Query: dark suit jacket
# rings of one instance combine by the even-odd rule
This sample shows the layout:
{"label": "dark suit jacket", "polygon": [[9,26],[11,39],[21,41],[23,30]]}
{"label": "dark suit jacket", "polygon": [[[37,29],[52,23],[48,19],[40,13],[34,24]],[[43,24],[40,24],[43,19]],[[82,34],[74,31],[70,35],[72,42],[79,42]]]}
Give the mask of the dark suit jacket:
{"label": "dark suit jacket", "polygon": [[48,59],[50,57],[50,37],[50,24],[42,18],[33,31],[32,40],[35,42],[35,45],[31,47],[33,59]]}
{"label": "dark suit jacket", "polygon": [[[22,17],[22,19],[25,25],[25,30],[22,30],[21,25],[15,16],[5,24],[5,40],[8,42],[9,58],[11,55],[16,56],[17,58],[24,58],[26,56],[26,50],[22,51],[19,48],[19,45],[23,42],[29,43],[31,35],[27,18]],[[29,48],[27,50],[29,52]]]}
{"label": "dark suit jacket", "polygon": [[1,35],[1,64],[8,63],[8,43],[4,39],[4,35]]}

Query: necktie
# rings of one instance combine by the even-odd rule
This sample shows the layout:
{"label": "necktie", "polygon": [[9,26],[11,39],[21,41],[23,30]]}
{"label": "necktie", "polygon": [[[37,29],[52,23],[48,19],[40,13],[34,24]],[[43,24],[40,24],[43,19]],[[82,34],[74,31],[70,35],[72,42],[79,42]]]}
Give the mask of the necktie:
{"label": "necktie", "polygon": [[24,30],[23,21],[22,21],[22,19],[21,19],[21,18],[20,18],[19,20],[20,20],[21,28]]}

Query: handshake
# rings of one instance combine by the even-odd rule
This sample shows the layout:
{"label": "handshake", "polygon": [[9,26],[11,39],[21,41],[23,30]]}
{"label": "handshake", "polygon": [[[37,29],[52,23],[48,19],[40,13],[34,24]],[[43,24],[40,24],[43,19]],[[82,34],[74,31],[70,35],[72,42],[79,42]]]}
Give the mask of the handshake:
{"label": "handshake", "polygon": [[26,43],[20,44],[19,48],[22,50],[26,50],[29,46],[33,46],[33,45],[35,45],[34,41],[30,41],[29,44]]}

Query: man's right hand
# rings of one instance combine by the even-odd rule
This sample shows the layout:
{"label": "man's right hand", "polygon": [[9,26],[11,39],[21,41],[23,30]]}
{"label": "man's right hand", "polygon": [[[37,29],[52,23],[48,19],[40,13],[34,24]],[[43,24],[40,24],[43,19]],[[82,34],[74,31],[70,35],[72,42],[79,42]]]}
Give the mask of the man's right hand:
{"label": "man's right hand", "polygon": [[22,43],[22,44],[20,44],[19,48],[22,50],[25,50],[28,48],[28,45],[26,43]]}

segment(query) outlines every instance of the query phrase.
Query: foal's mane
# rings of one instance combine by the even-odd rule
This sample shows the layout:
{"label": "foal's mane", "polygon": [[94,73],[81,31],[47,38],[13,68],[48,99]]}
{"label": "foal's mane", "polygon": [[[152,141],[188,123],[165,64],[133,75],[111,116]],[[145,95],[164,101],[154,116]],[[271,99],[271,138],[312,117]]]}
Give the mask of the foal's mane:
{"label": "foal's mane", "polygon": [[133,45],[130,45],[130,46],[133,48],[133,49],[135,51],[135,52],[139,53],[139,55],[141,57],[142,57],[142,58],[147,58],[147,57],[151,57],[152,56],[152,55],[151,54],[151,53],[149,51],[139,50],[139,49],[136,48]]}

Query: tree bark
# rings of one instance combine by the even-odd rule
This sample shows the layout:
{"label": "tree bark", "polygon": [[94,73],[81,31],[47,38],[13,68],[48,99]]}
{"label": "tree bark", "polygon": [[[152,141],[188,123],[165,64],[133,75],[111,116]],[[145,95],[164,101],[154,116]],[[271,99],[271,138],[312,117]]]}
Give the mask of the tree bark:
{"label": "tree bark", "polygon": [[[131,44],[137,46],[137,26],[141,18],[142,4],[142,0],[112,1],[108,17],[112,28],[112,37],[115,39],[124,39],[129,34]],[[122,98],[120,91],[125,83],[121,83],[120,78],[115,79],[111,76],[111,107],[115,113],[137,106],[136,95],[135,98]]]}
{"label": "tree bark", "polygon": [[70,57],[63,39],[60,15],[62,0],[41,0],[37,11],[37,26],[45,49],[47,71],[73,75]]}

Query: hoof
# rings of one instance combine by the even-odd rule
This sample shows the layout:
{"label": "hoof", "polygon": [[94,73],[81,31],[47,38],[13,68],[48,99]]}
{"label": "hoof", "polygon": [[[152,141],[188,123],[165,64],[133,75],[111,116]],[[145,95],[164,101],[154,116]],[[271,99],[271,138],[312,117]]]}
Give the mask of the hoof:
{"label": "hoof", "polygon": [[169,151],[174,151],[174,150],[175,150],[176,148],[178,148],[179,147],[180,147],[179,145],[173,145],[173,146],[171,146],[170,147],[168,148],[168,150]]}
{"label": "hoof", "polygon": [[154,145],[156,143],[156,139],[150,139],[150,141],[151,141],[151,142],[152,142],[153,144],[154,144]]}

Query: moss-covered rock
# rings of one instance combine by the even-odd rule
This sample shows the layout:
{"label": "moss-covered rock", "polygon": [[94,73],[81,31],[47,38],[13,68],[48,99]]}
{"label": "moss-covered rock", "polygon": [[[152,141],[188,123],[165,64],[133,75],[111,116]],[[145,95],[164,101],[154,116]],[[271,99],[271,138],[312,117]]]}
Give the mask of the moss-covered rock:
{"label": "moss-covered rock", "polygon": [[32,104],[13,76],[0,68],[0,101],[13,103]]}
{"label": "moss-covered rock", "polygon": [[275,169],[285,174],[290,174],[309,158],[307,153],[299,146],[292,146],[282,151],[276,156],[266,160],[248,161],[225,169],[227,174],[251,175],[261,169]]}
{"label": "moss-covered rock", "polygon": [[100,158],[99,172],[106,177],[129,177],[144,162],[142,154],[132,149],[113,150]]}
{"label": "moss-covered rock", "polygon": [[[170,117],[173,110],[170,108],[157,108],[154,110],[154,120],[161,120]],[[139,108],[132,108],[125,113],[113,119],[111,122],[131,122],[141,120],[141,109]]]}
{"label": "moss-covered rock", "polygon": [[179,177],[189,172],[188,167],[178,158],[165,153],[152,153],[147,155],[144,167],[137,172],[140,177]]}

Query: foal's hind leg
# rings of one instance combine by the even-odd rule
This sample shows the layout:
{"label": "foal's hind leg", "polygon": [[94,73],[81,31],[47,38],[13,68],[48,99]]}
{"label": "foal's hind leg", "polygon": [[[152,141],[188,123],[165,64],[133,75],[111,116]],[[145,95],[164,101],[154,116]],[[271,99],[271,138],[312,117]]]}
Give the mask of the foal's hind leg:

━━━━━━━━━━━━━━━━━━━━━━━━━━━━━━

▶ [GOAL]: Extract the stretch of rows from the line that contains "Query: tree bark" through the line that contains "Give the mask of the tree", and reproduce those lines verbatim.

▶ [EXERCISE SOLUTION]:
Query: tree bark
# rings of one instance combine by the even-odd rule
This sample shows the layout:
{"label": "tree bark", "polygon": [[94,73],[81,31],[47,38],[13,68],[48,99]]}
{"label": "tree bark", "polygon": [[[152,141],[188,123],[165,64],[133,75],[111,116]],[[145,95],[164,101],[154,116]],[[271,99],[271,138],[312,117]]]}
Give the mask of the tree bark:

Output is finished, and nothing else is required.